**Exercise brief**
Lines from the beginning of the entries up to and including the one with "Target: woman walking on road" must be duplicated word for word; leave out all others.

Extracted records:
-- Opening Marker --

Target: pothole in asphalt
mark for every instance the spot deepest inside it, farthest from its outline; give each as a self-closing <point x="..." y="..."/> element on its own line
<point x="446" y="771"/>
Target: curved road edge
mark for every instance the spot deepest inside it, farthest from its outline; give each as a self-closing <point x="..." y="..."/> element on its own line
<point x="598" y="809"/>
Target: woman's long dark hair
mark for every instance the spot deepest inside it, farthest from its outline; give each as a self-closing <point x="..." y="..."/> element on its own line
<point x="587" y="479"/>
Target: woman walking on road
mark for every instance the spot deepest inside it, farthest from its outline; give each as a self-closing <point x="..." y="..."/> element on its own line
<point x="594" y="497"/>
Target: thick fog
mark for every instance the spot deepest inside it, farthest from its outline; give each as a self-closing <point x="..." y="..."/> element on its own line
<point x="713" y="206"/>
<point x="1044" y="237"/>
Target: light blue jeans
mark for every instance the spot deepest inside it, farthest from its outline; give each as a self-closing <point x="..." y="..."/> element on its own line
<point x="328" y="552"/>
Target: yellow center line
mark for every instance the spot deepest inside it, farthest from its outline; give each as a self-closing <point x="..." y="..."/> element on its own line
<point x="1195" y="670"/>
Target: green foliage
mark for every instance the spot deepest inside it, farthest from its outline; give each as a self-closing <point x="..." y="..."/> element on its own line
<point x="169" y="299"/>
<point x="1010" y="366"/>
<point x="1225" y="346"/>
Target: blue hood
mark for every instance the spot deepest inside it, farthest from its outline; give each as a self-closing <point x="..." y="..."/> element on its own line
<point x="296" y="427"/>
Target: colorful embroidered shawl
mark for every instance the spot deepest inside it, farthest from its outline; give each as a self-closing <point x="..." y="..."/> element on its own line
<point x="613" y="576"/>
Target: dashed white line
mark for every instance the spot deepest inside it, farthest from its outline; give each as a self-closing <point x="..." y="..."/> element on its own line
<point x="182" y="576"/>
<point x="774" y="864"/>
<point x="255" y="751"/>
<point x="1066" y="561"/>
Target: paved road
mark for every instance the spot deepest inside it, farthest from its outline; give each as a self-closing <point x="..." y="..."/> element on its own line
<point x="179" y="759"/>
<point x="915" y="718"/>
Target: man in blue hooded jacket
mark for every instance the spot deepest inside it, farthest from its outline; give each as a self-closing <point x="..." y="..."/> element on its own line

-- Closing Marker --

**Written answer**
Target: pothole in asphalt
mark for every instance the spot deepest inside it, farthest from its outline; give each as a self-closing <point x="..." y="..."/> element on its own line
<point x="446" y="771"/>
Target: curved road edge
mark for every instance the spot deepest inside it, farthest from its outline; give each as a self-closing <point x="..." y="..."/> element on its own line
<point x="598" y="809"/>
Target: woman's long dark hair
mark for every instance the spot deepest inside it, farthest from its outline; give each as a self-closing <point x="..." y="..."/> element on its own line
<point x="587" y="479"/>
Target: woman walking on road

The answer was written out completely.